__Task set__:
a. In the court passage on exemptions under section 29 of the Tamil Nadu rent control act, what meaning is given for "to exempt"?
b. Continue the court passage on exemptions under section 29 of the Tamil Nadu rent control act from its final sentence.

__Text provided__:
☆ ☆ ☆ ☆ ☆
10. Basing himself on the principle of the decision of the Supreme Court, Mr. Chandramouli submitted that there was nothing in the language of section 29 of the Tamil Nadu Buildings (Lease and Rent Control) Act, 1960 to show that the power conferred by the legislature on the State Government to exempt buildings from the provisions of the Act, included a power to exempt them with retrospective effect. Learned counsel further stressed that, in any case, the language of the Government's notification dated 12th August, 1974, from which alone the scope of the exemption was to be spelled, was plain and it showed that the notification was to apply only prospectively. He seemed to rely particularly on the words, 'The Governor of Tamil Nadu hereby exempts all the buildings...etc.'

11. We agree with the construction placed by the learned Counsel both on the words of section 29 of the Act and on the language of the notification dated 12th August, 1974. The very concept of exemption, in our opinion, must exclude any idea of retro-active application. 'To exempt' means 'to free from control,' It follows that the act of freeing anything from pre -control must necessarily begin to operate only from here and now. We hold that it is in this sense that the Legislature had invested the State Government with the power to grant exemption under section 29 of the Act. It is to be noted that the section requires an overt act on the part of the executive to render the provisions of the Act inapplicable to the buildings covered by the notification. On the plain language of section 29, we think we must hold that the power to exempt is exercisable only so as to have effect from the moment of its exercise. There-are no words in the section to indicate that the exemption could be notified by the Government with retrospective effect.

12. We also accept the contention of Mr. Chandramouli that the nature of the power conferred under section 29 is purely executive in character. In Globe Theatres v. State of Madras I.L.R. : AIR1954Mad690 . a Division Bench of this Court considered the constitutional validity of a similar power of exemption conferred on the State Government by an identical provision in section 13 of the Madras Buildings (Lease and Rent Control) Act, 1949. The entire discussion proceeded in that case on the footing that the Government's power under the section to exempt any building or class of buildings from the provisions of the Act was purely an executive discretion. The contention before the Bench was that the discretion as conferred by the statute, was arbitrary. The Bench, however, expressed the view that in the context of the scheme of the Act and its various provisions the discretion to exempt was a guided and controlled discretion. Section 29 of the Tamil Nadu Buildings (Lease and Rent Control) Act, 1960, is in the same terms and must be held as conferring on the State Government an executive discretion in the matter of exemption. This is also further illustrated by the next suceeding section, Section 30 in which, by contrast, the exemption to certain classes of buildings is exigible under the very terms of that statutory provision, without more.
☆ ☆ ☆ ☆ ☆
__Records__:
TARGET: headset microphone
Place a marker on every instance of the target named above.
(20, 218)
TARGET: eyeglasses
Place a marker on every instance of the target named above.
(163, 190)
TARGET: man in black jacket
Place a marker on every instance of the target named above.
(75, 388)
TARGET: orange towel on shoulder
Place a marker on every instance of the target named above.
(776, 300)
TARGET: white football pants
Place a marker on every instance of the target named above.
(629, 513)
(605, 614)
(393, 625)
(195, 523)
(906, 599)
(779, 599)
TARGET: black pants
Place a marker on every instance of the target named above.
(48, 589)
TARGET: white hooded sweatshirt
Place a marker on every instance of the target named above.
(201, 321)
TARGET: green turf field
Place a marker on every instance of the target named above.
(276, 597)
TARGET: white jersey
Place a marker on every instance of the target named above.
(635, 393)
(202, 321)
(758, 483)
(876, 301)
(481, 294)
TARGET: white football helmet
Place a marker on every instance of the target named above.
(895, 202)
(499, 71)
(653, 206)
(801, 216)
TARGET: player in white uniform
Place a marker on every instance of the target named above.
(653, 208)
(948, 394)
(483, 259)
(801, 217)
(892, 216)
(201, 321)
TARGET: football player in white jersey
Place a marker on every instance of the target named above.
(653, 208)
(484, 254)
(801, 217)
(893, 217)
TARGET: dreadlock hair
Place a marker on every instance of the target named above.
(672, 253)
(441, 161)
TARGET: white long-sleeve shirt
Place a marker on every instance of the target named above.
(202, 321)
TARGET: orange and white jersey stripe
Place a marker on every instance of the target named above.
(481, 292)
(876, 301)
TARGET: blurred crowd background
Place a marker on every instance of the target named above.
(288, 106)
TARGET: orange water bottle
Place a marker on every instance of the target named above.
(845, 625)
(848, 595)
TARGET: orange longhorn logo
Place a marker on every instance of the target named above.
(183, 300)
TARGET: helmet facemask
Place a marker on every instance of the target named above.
☆ ☆ ☆ ☆ ☆
__Final answers__:
a. To free from control.

b.
13. Two results flow from the position that the Government's power under section 29 is purely an executive power. In the first place, the power, in its very nature, is exercisable only prospectively, and if a notification is in terms issued with retrospective operation, the notification, to that extent, would be ultra vires section 29. In the second place, any notification issued under section 29, if its language in neutral, must be construed only as operating prospectively, for only by such a construction can the notification be held to be intra vires the enabling provisions of section 29. In this sense, we regard the decision of the Supreme Court in Income-tax Officer, Alleppey v. M.C. Ponnoose : [1970]75ITR174(SC) . as an a fortiori case There the Court was concerned actually with a notification by the executive which, in terms, was stated to have retrospective operation, but, the Court, on a construction of the enabling provisions of the statute, held that the notification, to the extent that it was expressed to operate retrospectively, was ultra vires, as being in excess of the power conferred on the executive by the statute. In the present case, as we have already noticed, the notification of the State Government dated 12th August, 1974 is not expressed to take effect on any earlier date. On the contrary, as we remarked earlier, the language was 'the Government hereby exempts' etc. It follows that the plain language of the notification cannot be read so as to give it retrospective effect, since to do so would be to impute to the Government a power to grant exemption with retrospective force, which, as we have earlier held, the Government does not possess, on a true construction of section 29.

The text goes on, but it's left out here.